**Selected passage:**
'''
- Bristol-Myers Squibb said on Thursday that it would acquire the biotech Celgene in a $74 billion deal.
- The two companies each face their own strategic problems, and Wall Street analysts questioned whether a combination would produce solutions.
- A person familiar with the deal told Business Insider that it was intended to lower each company’s risk.
Bristol-Myers Squibb’s $74 billion acquisition of the biotech Celgene is the biggest deal not just of 2019, but ever in the pharmaceutical sector. But investors are asking whether the unexpected combination will help the two companies confront the big challenges they’re facing.
In a conference call on Thursday morning, the companies repeatedly described the deal as a unique, complementary opportunity. They said it would make the combined company a leader in treating cancer, inflammation, and heart disease.
“I would view it as there was one company” that Bristol-Myers Squibb was going to acquire, its chief financial officer, Charles Bancroft, told Business Insider.
Paul Biondi, a senior vice president, agreed, adding, “It’s always been Celgene.”
The two companies are both major players in the industry and have similar strategies. Bristol-Myers Squibb and Celgene have each sought to carve out disease areas that they can dominate with treatment options and make a profit from. But they are also facing questions about whether they can pull it off, especially because some of their key treatments are facing new competition.
Bristol-Myers Squibb’s shares tumbled more than 13% after the deal was announced, and analysts peppered the company’s executives with tough questions on the call.
“We are surprised that this deal occurred,” said Alethia Young, a Cantor Fitzgerald analyst. “We are also interested that Celgene wasn’t acquired for more.”
The deal valued Celgene at $102.43 a share, while Cantor Fitzgerald’s base expectation for a target price was $100, Young said. Celgene shares, which had dropped over the past three months, surged 26% on Thursday morning, to about $83.91.
JPMorgan was the lead financial adviser to Celgene, while Morgan Stanley was the lead financial adviser to Bristol-Myers Squibb.
Investors surveyed by the Mizuho analyst Salim Syed expressed skepticism about the deal. Of about 100 people who responded, more than 50% said they were not happy with the news.
'''
**How to complete this task:** Continue the article on Bristol-Myers Squibb's acquisition of Celgene from where it stops.

**Referring expression data:**
'''
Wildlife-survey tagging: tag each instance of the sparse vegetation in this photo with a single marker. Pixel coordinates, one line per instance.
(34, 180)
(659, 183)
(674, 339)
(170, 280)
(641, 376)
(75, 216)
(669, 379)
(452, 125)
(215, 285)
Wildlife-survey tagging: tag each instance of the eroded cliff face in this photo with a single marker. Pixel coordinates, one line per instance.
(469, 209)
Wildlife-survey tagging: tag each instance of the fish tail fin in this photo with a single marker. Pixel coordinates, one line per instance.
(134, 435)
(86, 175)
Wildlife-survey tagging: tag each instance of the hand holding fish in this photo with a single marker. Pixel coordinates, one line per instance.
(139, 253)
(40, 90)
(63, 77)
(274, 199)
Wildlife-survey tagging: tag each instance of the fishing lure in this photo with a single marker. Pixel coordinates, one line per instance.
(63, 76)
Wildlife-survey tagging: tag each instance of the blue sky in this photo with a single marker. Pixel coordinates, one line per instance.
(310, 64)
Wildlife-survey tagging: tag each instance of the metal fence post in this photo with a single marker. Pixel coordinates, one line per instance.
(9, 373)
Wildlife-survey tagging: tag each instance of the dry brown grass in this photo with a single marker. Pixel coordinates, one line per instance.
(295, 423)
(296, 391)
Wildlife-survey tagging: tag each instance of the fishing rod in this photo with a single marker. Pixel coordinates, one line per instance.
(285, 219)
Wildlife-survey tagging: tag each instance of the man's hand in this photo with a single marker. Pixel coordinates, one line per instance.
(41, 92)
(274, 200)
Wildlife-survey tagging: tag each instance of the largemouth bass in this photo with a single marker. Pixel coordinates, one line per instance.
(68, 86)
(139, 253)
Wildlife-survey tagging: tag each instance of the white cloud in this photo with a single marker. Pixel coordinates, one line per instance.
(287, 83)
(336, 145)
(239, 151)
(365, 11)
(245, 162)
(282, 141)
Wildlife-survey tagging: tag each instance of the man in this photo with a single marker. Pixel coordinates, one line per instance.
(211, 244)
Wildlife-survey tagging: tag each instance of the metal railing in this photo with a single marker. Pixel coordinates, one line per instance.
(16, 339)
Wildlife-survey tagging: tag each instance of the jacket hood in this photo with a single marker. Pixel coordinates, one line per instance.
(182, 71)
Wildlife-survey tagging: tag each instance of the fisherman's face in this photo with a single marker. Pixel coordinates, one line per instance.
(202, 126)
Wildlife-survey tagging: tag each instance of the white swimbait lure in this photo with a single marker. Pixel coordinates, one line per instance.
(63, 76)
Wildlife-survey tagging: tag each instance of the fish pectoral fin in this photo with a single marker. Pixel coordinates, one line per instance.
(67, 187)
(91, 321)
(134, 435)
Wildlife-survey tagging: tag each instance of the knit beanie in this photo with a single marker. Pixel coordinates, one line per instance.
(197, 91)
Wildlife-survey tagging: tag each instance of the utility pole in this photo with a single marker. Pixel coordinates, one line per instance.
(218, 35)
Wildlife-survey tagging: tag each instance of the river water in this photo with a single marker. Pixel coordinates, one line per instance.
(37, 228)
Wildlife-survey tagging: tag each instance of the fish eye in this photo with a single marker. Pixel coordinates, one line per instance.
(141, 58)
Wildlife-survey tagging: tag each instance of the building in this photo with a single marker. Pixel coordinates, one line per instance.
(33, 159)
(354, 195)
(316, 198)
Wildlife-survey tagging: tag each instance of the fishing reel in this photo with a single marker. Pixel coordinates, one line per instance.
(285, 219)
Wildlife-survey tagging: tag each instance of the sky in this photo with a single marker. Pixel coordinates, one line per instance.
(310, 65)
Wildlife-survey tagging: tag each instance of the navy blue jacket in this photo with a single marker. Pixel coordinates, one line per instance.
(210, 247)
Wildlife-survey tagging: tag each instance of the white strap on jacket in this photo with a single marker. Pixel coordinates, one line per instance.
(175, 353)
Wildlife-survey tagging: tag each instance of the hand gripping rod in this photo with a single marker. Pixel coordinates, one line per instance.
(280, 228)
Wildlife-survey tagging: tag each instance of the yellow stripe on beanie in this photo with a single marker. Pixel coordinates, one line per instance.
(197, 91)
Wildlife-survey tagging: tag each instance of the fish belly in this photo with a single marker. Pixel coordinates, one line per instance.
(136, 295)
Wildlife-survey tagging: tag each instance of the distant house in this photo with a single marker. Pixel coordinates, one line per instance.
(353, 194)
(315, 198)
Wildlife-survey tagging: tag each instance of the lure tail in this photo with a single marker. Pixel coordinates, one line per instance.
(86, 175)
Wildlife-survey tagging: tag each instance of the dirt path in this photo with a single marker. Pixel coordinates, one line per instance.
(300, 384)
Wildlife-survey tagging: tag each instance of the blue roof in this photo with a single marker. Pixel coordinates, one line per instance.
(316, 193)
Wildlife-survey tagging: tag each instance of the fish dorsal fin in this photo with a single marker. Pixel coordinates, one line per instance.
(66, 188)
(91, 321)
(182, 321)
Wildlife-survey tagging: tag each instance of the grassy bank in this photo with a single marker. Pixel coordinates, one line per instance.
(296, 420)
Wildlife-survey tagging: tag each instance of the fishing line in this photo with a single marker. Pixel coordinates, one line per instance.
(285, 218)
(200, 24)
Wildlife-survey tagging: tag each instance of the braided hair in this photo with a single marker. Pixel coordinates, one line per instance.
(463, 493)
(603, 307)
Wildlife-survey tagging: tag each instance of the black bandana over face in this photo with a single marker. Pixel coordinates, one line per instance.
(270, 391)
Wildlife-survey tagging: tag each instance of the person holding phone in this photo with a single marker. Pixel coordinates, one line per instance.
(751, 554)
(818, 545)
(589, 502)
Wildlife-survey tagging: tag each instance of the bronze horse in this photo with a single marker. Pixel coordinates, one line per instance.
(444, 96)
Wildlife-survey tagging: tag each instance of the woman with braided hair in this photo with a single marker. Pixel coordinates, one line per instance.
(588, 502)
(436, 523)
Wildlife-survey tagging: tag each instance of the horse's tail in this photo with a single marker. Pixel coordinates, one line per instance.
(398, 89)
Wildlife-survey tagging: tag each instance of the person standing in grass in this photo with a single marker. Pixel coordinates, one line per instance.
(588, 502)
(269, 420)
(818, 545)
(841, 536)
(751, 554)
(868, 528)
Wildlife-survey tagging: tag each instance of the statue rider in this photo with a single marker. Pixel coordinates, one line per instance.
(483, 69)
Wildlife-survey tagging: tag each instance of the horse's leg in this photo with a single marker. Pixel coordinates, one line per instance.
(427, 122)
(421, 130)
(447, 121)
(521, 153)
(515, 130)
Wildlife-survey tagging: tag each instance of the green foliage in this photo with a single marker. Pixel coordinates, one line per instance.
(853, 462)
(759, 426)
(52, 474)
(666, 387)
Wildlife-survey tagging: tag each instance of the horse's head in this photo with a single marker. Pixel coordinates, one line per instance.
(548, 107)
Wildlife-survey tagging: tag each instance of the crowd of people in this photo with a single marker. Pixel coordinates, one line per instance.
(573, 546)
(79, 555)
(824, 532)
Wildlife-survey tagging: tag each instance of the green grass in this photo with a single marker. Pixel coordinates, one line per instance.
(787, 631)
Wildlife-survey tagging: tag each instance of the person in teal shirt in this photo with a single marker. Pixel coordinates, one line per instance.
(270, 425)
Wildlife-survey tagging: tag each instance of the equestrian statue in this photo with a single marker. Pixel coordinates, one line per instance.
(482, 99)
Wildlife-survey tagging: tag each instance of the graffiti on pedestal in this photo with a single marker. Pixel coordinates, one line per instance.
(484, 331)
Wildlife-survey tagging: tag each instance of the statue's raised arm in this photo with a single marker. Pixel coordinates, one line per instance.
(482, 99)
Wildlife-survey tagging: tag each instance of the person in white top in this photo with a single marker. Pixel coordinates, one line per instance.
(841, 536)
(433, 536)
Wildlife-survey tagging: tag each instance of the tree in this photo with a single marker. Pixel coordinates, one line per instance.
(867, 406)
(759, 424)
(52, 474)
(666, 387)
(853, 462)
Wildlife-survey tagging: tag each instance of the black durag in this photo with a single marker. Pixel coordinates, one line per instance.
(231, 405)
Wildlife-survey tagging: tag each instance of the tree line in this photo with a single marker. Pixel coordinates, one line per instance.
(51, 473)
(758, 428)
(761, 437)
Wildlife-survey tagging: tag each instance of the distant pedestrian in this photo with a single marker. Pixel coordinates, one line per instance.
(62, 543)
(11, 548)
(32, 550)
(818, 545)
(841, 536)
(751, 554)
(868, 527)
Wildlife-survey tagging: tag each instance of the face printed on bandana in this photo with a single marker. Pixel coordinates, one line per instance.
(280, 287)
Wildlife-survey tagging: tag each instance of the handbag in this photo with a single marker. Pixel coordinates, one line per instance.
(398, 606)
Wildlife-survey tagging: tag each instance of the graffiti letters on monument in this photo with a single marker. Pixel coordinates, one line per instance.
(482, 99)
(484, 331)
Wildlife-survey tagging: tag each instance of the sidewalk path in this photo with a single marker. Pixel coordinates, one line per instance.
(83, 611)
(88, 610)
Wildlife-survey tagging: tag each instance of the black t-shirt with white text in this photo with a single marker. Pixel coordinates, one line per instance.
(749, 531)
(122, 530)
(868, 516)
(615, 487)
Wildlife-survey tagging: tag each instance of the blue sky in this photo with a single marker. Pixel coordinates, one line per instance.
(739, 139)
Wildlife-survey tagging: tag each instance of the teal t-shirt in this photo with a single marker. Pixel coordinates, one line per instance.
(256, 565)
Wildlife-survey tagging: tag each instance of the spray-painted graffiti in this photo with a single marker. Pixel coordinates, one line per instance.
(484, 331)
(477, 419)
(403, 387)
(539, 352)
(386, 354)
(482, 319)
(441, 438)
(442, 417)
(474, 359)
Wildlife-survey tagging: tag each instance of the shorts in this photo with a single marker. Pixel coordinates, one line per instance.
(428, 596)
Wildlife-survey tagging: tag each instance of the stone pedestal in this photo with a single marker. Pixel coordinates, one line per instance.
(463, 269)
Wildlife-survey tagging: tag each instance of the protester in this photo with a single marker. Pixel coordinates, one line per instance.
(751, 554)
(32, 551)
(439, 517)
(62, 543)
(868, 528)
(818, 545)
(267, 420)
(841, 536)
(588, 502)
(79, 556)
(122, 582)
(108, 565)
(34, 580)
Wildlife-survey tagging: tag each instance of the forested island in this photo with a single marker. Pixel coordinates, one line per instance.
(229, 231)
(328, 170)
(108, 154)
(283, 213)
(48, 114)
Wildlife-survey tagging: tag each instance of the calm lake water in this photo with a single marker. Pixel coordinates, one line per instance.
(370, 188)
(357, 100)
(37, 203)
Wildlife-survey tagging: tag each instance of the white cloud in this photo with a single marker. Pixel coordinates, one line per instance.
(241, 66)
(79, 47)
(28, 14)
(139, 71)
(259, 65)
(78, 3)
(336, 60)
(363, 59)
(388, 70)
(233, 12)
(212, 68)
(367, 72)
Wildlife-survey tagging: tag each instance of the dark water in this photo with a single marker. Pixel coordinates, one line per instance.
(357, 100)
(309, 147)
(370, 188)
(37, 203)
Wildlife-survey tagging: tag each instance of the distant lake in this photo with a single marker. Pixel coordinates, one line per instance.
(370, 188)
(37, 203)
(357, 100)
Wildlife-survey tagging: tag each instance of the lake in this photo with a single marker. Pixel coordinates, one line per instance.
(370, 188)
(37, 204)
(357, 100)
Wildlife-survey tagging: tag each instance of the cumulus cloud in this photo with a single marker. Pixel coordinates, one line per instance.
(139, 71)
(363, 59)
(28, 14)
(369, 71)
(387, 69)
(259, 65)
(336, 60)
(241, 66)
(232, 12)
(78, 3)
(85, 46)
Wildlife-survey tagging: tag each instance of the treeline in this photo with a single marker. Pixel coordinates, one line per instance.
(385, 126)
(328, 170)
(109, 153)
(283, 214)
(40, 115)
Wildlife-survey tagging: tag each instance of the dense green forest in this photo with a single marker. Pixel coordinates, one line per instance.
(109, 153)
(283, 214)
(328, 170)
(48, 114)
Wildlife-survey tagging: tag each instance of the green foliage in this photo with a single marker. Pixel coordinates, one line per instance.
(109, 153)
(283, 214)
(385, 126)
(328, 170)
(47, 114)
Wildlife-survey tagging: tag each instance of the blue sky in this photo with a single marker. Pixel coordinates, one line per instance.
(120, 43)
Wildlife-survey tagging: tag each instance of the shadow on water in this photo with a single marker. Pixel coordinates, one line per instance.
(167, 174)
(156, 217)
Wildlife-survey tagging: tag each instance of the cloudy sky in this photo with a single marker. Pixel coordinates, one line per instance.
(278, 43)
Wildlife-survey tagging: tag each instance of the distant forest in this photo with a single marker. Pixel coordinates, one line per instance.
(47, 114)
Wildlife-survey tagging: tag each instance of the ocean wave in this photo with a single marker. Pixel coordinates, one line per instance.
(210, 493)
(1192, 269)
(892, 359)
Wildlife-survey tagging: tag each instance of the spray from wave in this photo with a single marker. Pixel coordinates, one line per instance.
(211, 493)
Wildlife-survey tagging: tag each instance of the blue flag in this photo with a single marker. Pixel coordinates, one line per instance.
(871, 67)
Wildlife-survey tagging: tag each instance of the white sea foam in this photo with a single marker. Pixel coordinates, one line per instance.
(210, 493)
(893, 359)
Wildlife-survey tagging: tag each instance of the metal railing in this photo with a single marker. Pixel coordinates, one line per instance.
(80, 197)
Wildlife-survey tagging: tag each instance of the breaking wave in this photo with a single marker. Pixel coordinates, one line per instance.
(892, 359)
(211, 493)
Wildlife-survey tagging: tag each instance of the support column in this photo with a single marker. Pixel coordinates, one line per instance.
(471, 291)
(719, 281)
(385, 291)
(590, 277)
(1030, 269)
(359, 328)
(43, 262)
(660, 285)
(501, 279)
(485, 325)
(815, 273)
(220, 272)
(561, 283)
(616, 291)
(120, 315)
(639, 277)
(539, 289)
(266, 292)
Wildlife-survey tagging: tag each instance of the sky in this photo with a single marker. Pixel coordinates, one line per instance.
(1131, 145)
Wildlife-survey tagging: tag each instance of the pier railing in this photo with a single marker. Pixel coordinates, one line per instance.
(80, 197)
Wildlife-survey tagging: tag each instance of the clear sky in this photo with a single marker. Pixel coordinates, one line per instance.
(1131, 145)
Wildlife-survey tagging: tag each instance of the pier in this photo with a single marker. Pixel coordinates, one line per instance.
'''
**Response box:**
Including debt, the deal is the largest ever in pharma, topping even Pfizer’s 1999 acquisition of Warner-Lambert and last year’s Takeda-Shire deal, according to Bloomberg News. If the deal goes through, Bristol-Myers Squibb and Celgene will go from the 13th- and 21st-biggest biopharma companies by revenue to the seventh-largest, according to an Informa Pharma Intelligence analysis.
Facing competition for some of its most reliably profitable products, Celgene has struggled to develop new drugs to take their place. Meanwhile, Bristol-Myers Squibb has faced challenges in its effort to become a leader in lung cancer drugs.
Reducing each company’s reliance on a limited number of drugs was the intent of the acquisition, a person who worked on the deal told Business Insider.
The two companies began their discussions in September, though they had had other conversations before, and there was a clear fit, the person said.
“Each of the two companies had a little too concentrated risk, and this lowers that,” the person said. “Too much riding on too concentrated a set of things. Now that’s broader.”
Analysts pressed the companies’ leadership about those risks during the Thursday call.
They asked about the deal’s timing, given that Bristol-Myers Squibb has several upcoming releases of new trial results for its key cancer drug Opdivo that could affect the drug’s prospects, as well as about expectations for the cancer drug Revlimid, a blockbuster product for Celgene that is set to face competition.
In response, Bristol-Myers Squibb CEO Giovanni Caforio described a leading presence that the combined company would have in oncology, with products that treat both solid tumors and cancers in the blood.
He also emphasized the new drugs that the deal would add to Bristol-Myers Squibb’s pipeline.
“We now have six near-term launch opportunities, and I stress the term ‘near-term’ — a number of those are imminent files that are going to be submitted to regulatory authorities,” Caforio said. “I think about Revlimid as a really important product, a foundation on which we can maintain leadership in hematology, but this deal is not about Revlimid.”
The timing of the deal was even strategic, Biondi told Business Insider on Thursday, building “upon incredibly strong events in our business.”
“The opportunities to do these things are often quite small because a lot of things can change,” he added.
The combined company could also try Celgene’s cutting-edge cell therapies in combination with cancer drugs called checkpoint inhibitors, and test combinations of different drugs in autoimmune diseases like inflammatory bowel disease, ulcerative colitis, and Crohn’s disease, management said on the call.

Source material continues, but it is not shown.